== Record set ==
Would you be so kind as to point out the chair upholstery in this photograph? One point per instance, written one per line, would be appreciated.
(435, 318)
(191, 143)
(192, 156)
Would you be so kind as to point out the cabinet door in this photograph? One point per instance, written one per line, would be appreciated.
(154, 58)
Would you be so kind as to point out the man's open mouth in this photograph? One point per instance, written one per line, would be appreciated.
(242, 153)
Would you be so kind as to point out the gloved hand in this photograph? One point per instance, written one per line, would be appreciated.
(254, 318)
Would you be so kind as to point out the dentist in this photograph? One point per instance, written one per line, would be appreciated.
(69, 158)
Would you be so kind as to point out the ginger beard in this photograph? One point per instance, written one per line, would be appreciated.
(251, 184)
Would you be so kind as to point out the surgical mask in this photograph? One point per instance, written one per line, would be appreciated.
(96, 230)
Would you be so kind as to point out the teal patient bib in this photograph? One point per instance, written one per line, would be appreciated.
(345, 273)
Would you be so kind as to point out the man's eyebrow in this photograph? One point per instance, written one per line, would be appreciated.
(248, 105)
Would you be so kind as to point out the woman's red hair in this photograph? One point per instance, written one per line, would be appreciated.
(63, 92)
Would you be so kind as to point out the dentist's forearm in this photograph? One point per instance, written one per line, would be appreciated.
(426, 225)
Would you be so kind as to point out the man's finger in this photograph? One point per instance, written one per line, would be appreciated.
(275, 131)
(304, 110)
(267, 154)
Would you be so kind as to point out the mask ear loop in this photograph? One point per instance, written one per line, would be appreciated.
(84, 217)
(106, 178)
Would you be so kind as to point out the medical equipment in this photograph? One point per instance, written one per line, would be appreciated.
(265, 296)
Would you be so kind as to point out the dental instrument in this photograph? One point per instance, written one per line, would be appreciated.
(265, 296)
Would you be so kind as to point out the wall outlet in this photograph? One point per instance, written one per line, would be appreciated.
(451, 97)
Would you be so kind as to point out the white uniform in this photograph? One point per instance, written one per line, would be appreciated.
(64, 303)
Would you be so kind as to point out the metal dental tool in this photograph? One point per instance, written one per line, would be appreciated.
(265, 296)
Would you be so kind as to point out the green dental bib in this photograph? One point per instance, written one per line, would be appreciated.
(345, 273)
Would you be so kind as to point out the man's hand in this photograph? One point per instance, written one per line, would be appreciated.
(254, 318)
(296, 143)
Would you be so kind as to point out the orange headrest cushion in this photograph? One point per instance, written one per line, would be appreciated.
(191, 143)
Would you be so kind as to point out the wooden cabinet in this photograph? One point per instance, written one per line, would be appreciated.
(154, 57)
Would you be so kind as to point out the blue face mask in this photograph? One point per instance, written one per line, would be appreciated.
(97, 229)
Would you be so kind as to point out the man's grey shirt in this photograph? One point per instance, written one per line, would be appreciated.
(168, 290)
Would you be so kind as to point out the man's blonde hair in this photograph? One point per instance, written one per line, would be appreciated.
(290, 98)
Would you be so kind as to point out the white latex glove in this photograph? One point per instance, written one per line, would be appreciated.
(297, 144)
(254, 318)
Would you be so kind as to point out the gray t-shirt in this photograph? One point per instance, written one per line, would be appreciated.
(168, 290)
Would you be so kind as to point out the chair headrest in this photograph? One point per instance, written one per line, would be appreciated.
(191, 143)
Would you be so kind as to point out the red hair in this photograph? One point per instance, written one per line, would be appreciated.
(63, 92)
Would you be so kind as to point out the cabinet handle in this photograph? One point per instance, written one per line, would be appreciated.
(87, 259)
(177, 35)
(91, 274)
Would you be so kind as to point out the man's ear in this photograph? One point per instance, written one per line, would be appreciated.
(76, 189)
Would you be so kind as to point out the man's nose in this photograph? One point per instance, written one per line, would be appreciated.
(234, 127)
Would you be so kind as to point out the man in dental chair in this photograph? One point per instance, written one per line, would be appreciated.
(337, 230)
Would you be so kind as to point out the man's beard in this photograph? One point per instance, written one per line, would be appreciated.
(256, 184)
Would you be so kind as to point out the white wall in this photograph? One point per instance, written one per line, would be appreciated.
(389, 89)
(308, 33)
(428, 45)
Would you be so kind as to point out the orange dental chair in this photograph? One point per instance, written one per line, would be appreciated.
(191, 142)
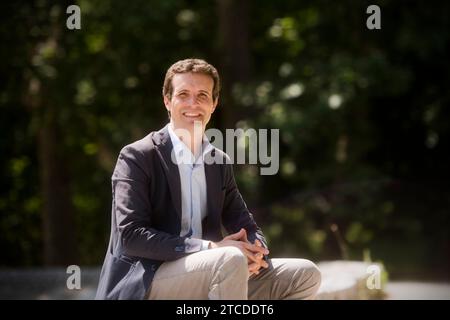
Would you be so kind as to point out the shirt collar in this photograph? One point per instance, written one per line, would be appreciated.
(183, 153)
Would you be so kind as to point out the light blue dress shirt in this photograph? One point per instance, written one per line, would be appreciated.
(193, 186)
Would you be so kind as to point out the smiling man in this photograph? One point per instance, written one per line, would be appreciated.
(169, 207)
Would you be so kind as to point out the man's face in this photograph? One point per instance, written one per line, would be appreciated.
(192, 100)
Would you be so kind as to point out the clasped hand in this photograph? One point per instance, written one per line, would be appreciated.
(254, 252)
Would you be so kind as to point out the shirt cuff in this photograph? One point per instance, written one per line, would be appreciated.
(205, 244)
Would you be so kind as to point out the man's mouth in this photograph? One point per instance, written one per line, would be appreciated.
(191, 114)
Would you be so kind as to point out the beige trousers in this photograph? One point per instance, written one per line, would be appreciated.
(222, 273)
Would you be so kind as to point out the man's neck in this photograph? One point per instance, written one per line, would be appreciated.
(192, 137)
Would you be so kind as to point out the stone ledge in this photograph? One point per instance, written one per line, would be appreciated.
(340, 280)
(347, 280)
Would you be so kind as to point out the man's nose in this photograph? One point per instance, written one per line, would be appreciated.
(192, 101)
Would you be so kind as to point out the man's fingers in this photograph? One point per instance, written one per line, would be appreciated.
(256, 249)
(241, 234)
===
### Exercise details
Please turn everything from the line containing "the man's face" down to the end of the records above into a numbered list, leaving out any blank lines.

### Task answer
1. Would you be so kind as to point out the man's face in this photograph? One point per instance, written one per line, would be appreciated.
2. (192, 100)
3. Would you be so kind as to point out the clasped hand in this photograph? One point per instance, written one per line, would be appreciated.
4. (254, 252)
5. Would you be so kind as to point out the shirt cuff in this photograph? One point per instance, written one per line, would be appreciated.
6. (205, 244)
7. Would you be so kind as to point out the man's mouth in this photograph? One point per instance, written one per line, would be appreciated.
8. (191, 114)
9. Would you be so kind as to point out the beige trousers in this photograph? One point per instance, written one per line, would be appreciated.
10. (222, 273)
11. Would you be so kind as to point out the man's neck in this photograph? One point per instance, written one per line, would be appreciated.
12. (192, 137)
13. Would you be so kind as to point out the stone ledge in this photograph? One point per instance, written one per line, would be appreciated.
14. (340, 280)
15. (347, 280)
16. Would you be so kind as to point out the man's nose in this photograph? One point per instance, written one per line, would be appreciated.
17. (192, 101)
18. Would you be so kind as to point out the man's fingers in this photograph? One point per instance, written one per line, would be appreciated.
19. (256, 249)
20. (241, 234)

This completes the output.